▶ **WRITTEN REQUEST**: Report how many lines of the material contain the string "below", counting case exactly, and give only that number.

▶ **RECORD EXTRACTS**:
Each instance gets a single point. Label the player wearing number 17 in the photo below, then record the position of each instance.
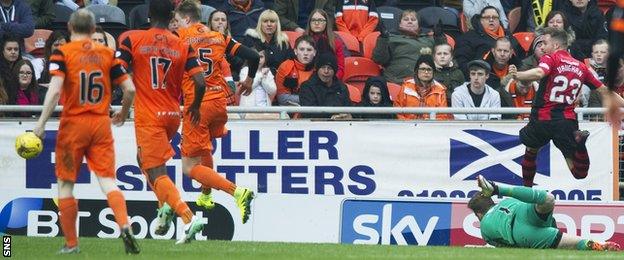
(196, 148)
(159, 60)
(552, 114)
(82, 75)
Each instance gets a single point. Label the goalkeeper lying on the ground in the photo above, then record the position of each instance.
(524, 220)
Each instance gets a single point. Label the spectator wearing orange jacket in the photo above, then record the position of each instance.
(357, 17)
(293, 72)
(422, 91)
(522, 94)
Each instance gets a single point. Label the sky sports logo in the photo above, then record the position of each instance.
(395, 223)
(6, 246)
(496, 156)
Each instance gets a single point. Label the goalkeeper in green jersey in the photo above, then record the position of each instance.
(524, 219)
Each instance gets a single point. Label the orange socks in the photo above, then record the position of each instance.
(117, 203)
(167, 192)
(68, 208)
(209, 178)
(207, 161)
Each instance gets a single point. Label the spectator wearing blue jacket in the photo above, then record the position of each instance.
(242, 15)
(16, 19)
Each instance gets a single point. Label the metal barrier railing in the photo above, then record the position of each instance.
(284, 110)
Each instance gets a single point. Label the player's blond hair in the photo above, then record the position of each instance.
(191, 9)
(82, 21)
(558, 35)
(280, 37)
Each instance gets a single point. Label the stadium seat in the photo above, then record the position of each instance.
(206, 11)
(111, 18)
(430, 16)
(390, 16)
(394, 90)
(123, 36)
(514, 18)
(369, 43)
(358, 70)
(352, 43)
(107, 14)
(525, 39)
(450, 40)
(414, 5)
(139, 17)
(292, 37)
(62, 17)
(111, 41)
(354, 94)
(463, 22)
(605, 5)
(128, 5)
(35, 43)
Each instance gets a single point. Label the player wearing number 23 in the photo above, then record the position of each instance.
(552, 114)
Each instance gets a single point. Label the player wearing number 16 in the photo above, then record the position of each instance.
(552, 114)
(83, 73)
(159, 60)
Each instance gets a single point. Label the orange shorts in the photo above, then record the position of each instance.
(197, 139)
(153, 143)
(84, 136)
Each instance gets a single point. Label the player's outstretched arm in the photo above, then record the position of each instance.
(527, 75)
(613, 102)
(253, 59)
(51, 99)
(200, 89)
(129, 91)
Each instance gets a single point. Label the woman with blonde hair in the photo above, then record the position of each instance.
(320, 27)
(268, 37)
(217, 21)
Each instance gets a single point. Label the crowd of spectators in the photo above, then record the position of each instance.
(310, 50)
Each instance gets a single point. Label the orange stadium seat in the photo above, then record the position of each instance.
(525, 39)
(605, 5)
(514, 18)
(394, 90)
(463, 22)
(353, 45)
(369, 43)
(354, 94)
(450, 40)
(292, 37)
(358, 70)
(35, 43)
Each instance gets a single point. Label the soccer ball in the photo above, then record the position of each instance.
(28, 145)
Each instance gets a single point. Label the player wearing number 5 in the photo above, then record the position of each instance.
(552, 114)
(211, 48)
(159, 60)
(83, 73)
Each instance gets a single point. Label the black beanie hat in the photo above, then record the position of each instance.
(327, 58)
(425, 58)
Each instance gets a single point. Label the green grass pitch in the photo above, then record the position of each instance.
(95, 248)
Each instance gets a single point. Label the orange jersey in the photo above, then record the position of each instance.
(87, 69)
(211, 48)
(159, 60)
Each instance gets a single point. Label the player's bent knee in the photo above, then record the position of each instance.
(154, 173)
(65, 189)
(107, 184)
(188, 163)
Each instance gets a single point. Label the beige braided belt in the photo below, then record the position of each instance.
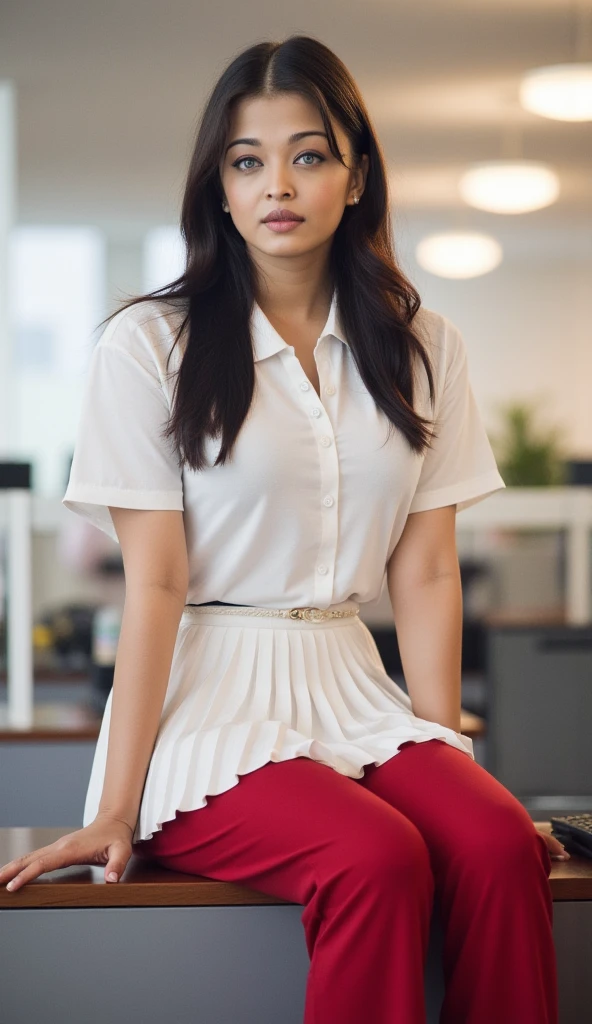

▶ **CORRECT RESULT**: 2